___ Data lines ___

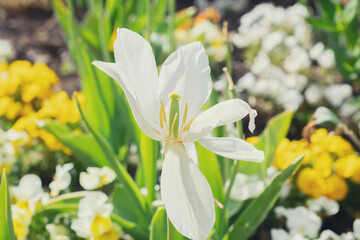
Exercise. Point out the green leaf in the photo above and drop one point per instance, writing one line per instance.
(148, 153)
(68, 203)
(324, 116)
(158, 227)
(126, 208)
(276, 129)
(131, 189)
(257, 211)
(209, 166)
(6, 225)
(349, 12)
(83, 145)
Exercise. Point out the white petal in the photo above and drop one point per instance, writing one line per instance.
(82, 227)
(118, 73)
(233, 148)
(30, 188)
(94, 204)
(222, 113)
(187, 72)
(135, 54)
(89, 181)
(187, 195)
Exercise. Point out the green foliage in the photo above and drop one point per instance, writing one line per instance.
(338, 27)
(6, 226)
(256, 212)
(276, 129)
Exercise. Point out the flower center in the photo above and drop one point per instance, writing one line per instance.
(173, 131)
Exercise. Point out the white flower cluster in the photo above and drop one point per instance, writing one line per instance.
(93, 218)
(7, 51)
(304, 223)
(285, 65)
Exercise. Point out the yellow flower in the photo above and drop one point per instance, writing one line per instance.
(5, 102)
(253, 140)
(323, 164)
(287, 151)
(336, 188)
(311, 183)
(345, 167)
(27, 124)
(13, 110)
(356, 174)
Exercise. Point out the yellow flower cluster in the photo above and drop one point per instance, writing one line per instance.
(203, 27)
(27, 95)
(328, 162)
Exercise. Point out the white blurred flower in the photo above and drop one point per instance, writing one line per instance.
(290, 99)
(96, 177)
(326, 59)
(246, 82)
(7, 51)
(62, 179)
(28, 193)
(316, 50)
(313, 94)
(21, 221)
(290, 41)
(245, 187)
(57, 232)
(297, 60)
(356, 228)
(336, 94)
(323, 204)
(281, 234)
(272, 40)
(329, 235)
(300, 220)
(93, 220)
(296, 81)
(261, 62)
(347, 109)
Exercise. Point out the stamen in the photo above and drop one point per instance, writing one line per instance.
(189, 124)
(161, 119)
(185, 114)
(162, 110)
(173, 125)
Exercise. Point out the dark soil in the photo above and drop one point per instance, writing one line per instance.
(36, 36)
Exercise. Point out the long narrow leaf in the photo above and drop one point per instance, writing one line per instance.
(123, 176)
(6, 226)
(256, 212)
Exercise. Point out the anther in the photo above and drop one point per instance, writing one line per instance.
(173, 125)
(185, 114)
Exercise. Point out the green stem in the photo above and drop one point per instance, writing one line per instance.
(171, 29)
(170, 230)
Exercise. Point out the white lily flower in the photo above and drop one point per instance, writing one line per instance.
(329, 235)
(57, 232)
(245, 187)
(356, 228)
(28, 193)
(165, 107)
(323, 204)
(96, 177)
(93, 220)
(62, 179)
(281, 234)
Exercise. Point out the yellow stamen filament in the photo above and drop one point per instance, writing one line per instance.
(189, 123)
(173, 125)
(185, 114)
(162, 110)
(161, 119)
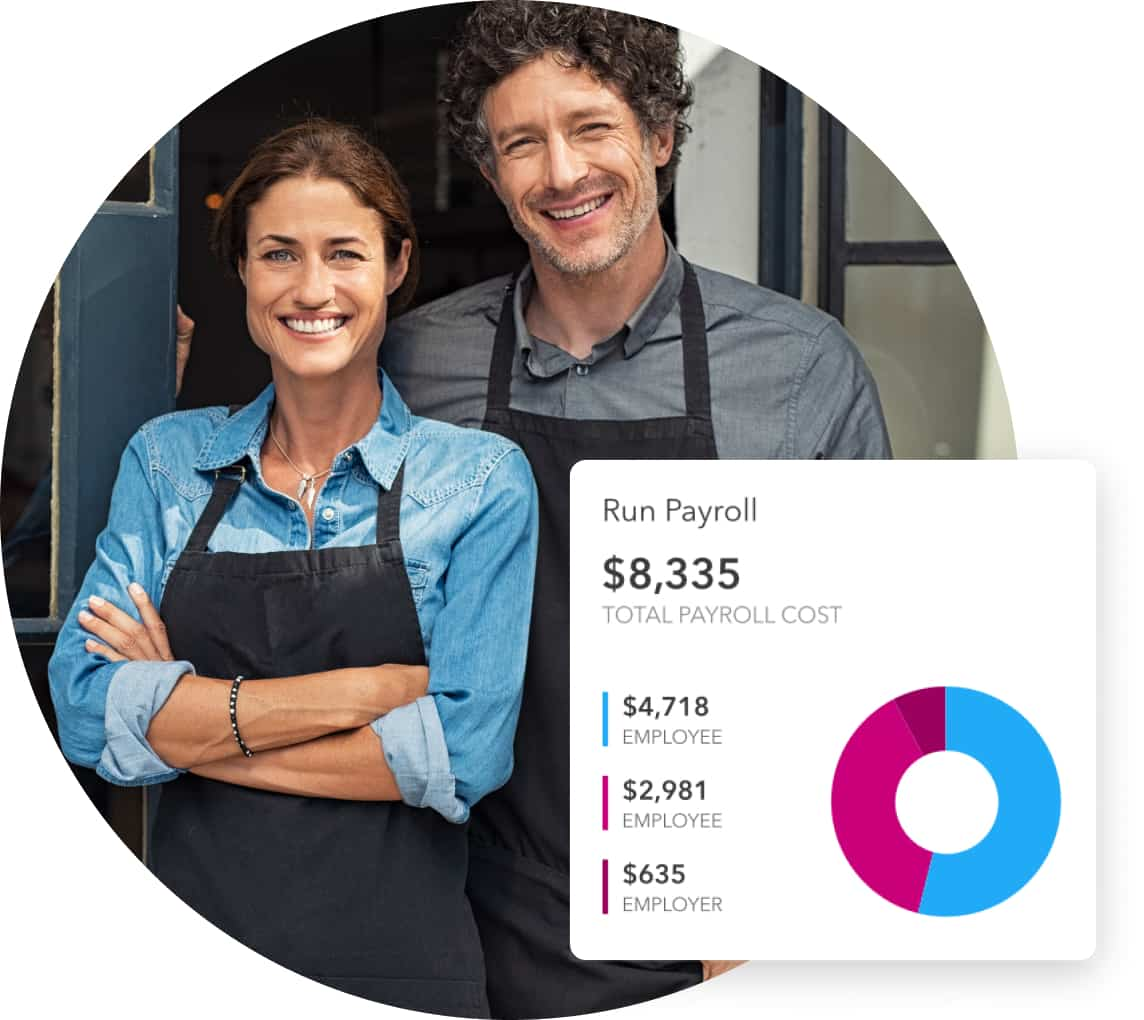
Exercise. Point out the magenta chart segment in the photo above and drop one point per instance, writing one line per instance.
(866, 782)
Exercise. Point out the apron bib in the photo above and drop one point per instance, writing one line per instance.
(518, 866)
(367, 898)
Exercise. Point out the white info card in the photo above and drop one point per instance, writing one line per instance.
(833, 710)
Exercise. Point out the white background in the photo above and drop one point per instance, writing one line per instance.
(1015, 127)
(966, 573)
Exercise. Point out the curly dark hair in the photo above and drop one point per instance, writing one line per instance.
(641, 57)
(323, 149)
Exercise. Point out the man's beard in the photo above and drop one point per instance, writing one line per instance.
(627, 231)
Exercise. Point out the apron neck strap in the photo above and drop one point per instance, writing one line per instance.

___

Work required
Rewrite all of the lines above with "drop" changed to "place" and nothing else altered, leaving out the pictures.

The solution
Exercise. Point out the green leaf in the photo above and place one point per instance, writing one line per instance.
(148, 153)
(68, 203)
(324, 116)
(158, 227)
(126, 208)
(276, 129)
(131, 189)
(257, 211)
(209, 166)
(6, 225)
(349, 12)
(83, 145)
Exercise. Point out the white petal in the photo above and place one point per instance, writing one line per instance.
(82, 227)
(118, 73)
(233, 148)
(30, 188)
(94, 204)
(222, 113)
(187, 72)
(135, 54)
(89, 181)
(187, 195)
Exercise. Point out the green foliage in the photo above and place one point per instance, writing one line per instance.
(338, 27)
(6, 226)
(256, 212)
(276, 129)
Exercise. Point out the flower center in the photo above and place one point per instance, writing one line per instance.
(173, 131)
Exercise. Point out the white flower cluster in the photo above and place one point per instance, writing one line per instance.
(93, 218)
(7, 51)
(304, 223)
(285, 65)
Exercise. Point out the yellow flower in the photo above and place one point per instance, writing one line per instance.
(5, 102)
(253, 140)
(323, 164)
(287, 151)
(336, 188)
(311, 183)
(345, 167)
(27, 124)
(13, 110)
(356, 174)
Exercise. Point out the yellow flower cluster in the photo above and place one point per instance, writing one line per instance.
(203, 27)
(27, 95)
(328, 162)
Exercise. Point out the white blurred flower in the photo above and place one point per instance, writing one line per instance.
(290, 99)
(96, 177)
(326, 59)
(246, 82)
(7, 51)
(62, 179)
(28, 193)
(316, 50)
(313, 94)
(21, 221)
(290, 41)
(245, 187)
(57, 232)
(297, 60)
(356, 228)
(336, 94)
(323, 204)
(281, 234)
(272, 40)
(329, 235)
(300, 220)
(93, 220)
(296, 81)
(261, 62)
(347, 109)
Exercise. Point out the stamen in the photo above and place one point per instance, writing one line per instance.
(189, 124)
(161, 119)
(185, 114)
(162, 110)
(173, 125)
Exercise. Point out the dark soil in the photo above and place one point per instance, writing one line per instance.
(36, 36)
Exercise. Point out the long narrow leaf in the photo above and place one point per instance, writing one line per instance.
(123, 176)
(6, 226)
(256, 212)
Exercise. Point out the anther in the photo above and place one point per instance, writing one line per instance.
(173, 125)
(185, 114)
Exercise. Point out the green stem in the photo above and place one point per instance, writing one line per instance.
(171, 29)
(170, 230)
Exercise. Point out the white lily flower in the photo above and place one point per instance, writing one line per instance.
(329, 235)
(57, 232)
(245, 187)
(356, 228)
(28, 193)
(165, 107)
(323, 204)
(96, 177)
(93, 220)
(62, 179)
(281, 234)
Exercise. Point out the yellow stamen filament in the photo above and place one point per instance, writing one line per instance.
(189, 123)
(173, 125)
(185, 114)
(162, 110)
(161, 119)
Exercise. Point out the magenta chart segment in the photo above and place one point per instance, writing one line per instance.
(866, 782)
Exercise. Point out the apron bib in the photo above and place one point per instance, writing one line per instance.
(518, 866)
(367, 898)
Exercise. Point out the white info card in the photo above and place one point per instance, writing one line per instance.
(833, 710)
Exercise. Point out the white background in the photo above and place one point per instance, writing one line per instance.
(1015, 127)
(966, 573)
Exercise. Point out the curly dark hair in the photo above and place one point per instance, writing one line per instance.
(641, 57)
(323, 149)
Exercise. Point out the man's beard in the photo above and place one point per instance, writing one line per instance.
(627, 231)
Exercise. Point out the apron neck strap in the photo above and place one point per instance, writing one line per instance.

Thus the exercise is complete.